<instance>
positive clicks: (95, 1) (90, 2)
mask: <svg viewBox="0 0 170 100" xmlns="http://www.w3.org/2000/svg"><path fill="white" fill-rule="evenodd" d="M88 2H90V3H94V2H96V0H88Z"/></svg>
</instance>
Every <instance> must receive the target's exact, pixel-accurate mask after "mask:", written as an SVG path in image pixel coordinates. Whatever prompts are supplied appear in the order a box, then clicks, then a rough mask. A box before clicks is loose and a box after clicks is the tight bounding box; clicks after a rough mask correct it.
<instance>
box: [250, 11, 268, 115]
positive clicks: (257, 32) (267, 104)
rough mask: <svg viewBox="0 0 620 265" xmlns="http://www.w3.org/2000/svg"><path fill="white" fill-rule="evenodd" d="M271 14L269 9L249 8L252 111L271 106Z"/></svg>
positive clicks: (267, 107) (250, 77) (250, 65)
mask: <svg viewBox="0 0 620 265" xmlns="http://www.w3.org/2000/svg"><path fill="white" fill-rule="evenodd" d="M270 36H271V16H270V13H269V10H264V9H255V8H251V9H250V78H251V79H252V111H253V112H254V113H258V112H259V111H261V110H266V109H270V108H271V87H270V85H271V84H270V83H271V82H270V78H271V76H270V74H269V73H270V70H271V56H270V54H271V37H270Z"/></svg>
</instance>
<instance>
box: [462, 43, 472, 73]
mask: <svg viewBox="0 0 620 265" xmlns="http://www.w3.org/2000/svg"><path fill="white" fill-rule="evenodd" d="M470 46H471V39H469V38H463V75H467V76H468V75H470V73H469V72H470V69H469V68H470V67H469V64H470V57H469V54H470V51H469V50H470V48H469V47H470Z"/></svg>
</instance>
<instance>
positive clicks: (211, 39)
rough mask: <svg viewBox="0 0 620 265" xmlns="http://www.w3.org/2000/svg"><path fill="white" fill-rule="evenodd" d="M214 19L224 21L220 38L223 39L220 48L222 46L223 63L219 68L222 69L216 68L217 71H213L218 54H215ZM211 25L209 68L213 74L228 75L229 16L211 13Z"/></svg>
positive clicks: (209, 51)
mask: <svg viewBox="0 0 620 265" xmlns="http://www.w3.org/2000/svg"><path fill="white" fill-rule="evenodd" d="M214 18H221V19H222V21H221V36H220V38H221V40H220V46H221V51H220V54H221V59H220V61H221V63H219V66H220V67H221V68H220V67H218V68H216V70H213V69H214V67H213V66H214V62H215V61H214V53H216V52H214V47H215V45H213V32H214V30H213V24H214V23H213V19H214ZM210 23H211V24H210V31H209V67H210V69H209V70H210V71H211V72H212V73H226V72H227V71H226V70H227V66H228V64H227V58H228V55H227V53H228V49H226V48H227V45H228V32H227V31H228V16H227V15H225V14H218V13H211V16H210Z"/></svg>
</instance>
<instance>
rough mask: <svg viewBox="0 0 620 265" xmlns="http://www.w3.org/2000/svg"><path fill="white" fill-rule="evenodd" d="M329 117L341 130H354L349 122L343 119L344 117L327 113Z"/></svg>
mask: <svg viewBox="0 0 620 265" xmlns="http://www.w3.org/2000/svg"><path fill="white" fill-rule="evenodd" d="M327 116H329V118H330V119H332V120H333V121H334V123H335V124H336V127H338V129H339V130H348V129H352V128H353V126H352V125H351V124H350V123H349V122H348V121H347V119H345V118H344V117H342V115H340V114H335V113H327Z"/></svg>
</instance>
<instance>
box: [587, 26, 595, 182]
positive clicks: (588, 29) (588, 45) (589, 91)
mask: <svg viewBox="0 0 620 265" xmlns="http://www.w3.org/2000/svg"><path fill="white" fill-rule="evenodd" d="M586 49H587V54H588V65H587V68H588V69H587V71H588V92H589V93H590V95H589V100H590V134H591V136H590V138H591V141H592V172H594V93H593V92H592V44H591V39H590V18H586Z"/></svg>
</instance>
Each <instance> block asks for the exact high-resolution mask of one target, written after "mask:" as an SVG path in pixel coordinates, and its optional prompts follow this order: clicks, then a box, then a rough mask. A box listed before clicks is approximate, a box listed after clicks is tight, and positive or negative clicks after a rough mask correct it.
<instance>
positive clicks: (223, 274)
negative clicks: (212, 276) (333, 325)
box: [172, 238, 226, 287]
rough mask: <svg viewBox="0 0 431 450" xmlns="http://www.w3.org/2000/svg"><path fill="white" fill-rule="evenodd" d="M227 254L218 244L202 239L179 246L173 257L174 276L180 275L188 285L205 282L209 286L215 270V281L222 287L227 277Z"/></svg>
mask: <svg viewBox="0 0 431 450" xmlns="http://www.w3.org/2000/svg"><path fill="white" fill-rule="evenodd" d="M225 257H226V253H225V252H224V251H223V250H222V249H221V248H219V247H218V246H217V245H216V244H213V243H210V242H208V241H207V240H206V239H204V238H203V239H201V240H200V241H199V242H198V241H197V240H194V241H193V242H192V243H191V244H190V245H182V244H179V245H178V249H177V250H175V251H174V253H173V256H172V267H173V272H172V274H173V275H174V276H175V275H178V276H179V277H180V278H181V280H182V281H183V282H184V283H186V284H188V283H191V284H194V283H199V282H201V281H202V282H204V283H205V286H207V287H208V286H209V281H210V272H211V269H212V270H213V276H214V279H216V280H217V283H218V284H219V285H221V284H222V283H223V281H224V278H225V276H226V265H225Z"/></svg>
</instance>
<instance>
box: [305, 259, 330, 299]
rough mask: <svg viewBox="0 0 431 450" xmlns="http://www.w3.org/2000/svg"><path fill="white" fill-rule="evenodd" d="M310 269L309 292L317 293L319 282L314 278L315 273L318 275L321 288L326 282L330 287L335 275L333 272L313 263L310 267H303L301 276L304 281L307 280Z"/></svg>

━━━━━━━━━━━━━━━━━━━━

Render every line above as a JSON list of strings, one string per line, with blank lines omitted.

[
  "<instance>",
  "positive clicks: (95, 1) (90, 2)",
  "mask: <svg viewBox=\"0 0 170 100\" xmlns=\"http://www.w3.org/2000/svg\"><path fill=\"white\" fill-rule=\"evenodd\" d=\"M88 2H90V3H94V2H96V0H88Z\"/></svg>",
  "</instance>",
  "Every <instance> must receive the target's exact, pixel-accurate mask after \"mask:\", written as an SVG path in image pixel coordinates. Whatever prompts are supplied appear in the order a box, then clicks, then a rough mask. A box before clicks is loose and a box after clicks is the tight bounding box; clicks after a rough mask correct it.",
  "<instance>",
  "box: [250, 11, 268, 115]",
  "positive clicks: (257, 32) (267, 104)",
  "rough mask: <svg viewBox=\"0 0 620 265\" xmlns=\"http://www.w3.org/2000/svg\"><path fill=\"white\" fill-rule=\"evenodd\" d=\"M271 14L269 9L249 8L252 111L271 106Z\"/></svg>",
  "positive clicks: (267, 107) (250, 77) (250, 65)",
  "mask: <svg viewBox=\"0 0 620 265\" xmlns=\"http://www.w3.org/2000/svg\"><path fill=\"white\" fill-rule=\"evenodd\" d=\"M270 36H271V16H270V13H269V10H264V9H255V8H251V9H250V78H251V79H252V111H253V112H254V113H258V112H259V111H261V110H266V109H270V108H271V87H270V85H271V84H270V83H271V82H270V78H271V76H270V74H269V73H270V70H271V56H270V54H271V37H270Z\"/></svg>",
  "</instance>",
  "<instance>",
  "box: [462, 43, 472, 73]",
  "mask: <svg viewBox=\"0 0 620 265\" xmlns=\"http://www.w3.org/2000/svg\"><path fill=\"white\" fill-rule=\"evenodd\" d=\"M470 46H471V39H469V38H463V75H467V76H468V75H470V73H469V72H470V69H469V68H470V67H469V64H470V57H469V54H470V51H469V50H470V48H469V47H470Z\"/></svg>",
  "</instance>",
  "<instance>",
  "positive clicks: (211, 39)",
  "rough mask: <svg viewBox=\"0 0 620 265\" xmlns=\"http://www.w3.org/2000/svg\"><path fill=\"white\" fill-rule=\"evenodd\" d=\"M214 19L224 21L220 38L223 39L220 48L222 46L223 63L219 68L222 69L216 68L217 71H213L218 54H215ZM211 25L209 68L213 74L228 75L229 16L211 13Z\"/></svg>",
  "positive clicks: (209, 51)",
  "mask: <svg viewBox=\"0 0 620 265\" xmlns=\"http://www.w3.org/2000/svg\"><path fill=\"white\" fill-rule=\"evenodd\" d=\"M214 18H221V19H222V21H221V36H220V38H221V40H220V46H221V51H220V54H221V59H220V61H221V63H219V66H220V67H221V68H220V67H218V68H216V70H213V69H214V67H213V66H214V62H215V61H214V53H216V52H214V47H215V45H213V32H214V30H213V24H214V23H213V19H214ZM210 23H211V24H210V31H209V67H210V69H209V70H210V71H211V72H212V73H226V72H227V71H226V70H227V66H228V64H227V58H228V55H227V53H228V49H226V48H227V45H228V32H227V31H228V16H227V15H225V14H218V13H211V16H210Z\"/></svg>",
  "</instance>",
  "<instance>",
  "rough mask: <svg viewBox=\"0 0 620 265\" xmlns=\"http://www.w3.org/2000/svg\"><path fill=\"white\" fill-rule=\"evenodd\" d=\"M329 117L341 130H354L349 122L343 119L344 117L327 113Z\"/></svg>",
  "mask: <svg viewBox=\"0 0 620 265\" xmlns=\"http://www.w3.org/2000/svg\"><path fill=\"white\" fill-rule=\"evenodd\" d=\"M327 116H329V118H330V119H332V120H333V121H334V123H335V124H336V127H338V129H339V130H348V129H352V128H353V126H352V125H351V124H350V123H349V122H348V121H347V119H345V118H344V117H342V115H340V114H335V113H327Z\"/></svg>",
  "</instance>",
  "<instance>",
  "box: [587, 26, 595, 182]",
  "positive clicks: (588, 29) (588, 45) (589, 91)",
  "mask: <svg viewBox=\"0 0 620 265\" xmlns=\"http://www.w3.org/2000/svg\"><path fill=\"white\" fill-rule=\"evenodd\" d=\"M586 49H587V54H588V65H587V68H588V69H587V71H588V92H589V93H590V95H589V100H590V134H591V136H590V138H591V141H592V172H594V93H593V92H592V44H591V39H590V18H586Z\"/></svg>",
  "</instance>",
  "Each <instance> block asks for the exact high-resolution mask of one target, written after \"mask:\" as an SVG path in pixel coordinates, and its optional prompts follow this order: clicks, then a box, then a rough mask. A box listed before clicks is approximate, a box listed after clicks is tight, and positive or negative clicks after a rough mask correct it.",
  "<instance>",
  "positive clicks: (223, 274)",
  "negative clicks: (212, 276) (333, 325)",
  "box: [172, 238, 226, 287]",
  "rough mask: <svg viewBox=\"0 0 431 450\" xmlns=\"http://www.w3.org/2000/svg\"><path fill=\"white\" fill-rule=\"evenodd\" d=\"M227 254L218 244L202 239L179 246L173 257L174 276L180 275L188 285L205 282L209 286L215 270V281L222 287L227 277Z\"/></svg>",
  "mask: <svg viewBox=\"0 0 431 450\" xmlns=\"http://www.w3.org/2000/svg\"><path fill=\"white\" fill-rule=\"evenodd\" d=\"M225 257H226V253H225V252H224V251H223V250H222V249H221V248H219V247H218V246H217V245H216V244H213V243H210V242H208V241H207V240H206V239H204V238H203V239H201V240H200V241H199V242H198V241H197V240H194V241H193V242H192V243H191V244H190V245H182V244H179V245H178V249H177V250H175V251H174V253H173V256H172V267H173V272H172V274H173V275H174V276H175V275H178V276H179V277H180V278H181V280H182V281H183V282H184V283H186V284H188V283H191V284H194V283H199V282H201V281H202V282H204V283H205V286H207V287H208V286H209V281H210V272H211V269H212V270H213V276H214V279H216V280H217V283H218V284H219V285H221V284H222V283H223V281H224V278H225V276H226V265H225Z\"/></svg>",
  "</instance>",
  "<instance>",
  "box: [305, 259, 330, 299]",
  "rough mask: <svg viewBox=\"0 0 431 450\" xmlns=\"http://www.w3.org/2000/svg\"><path fill=\"white\" fill-rule=\"evenodd\" d=\"M310 269L309 292L317 293L319 282L314 278L315 273L318 275L321 288L326 282L330 287L335 275L333 272L313 263L310 267H303L301 276L304 281L307 280Z\"/></svg>"
]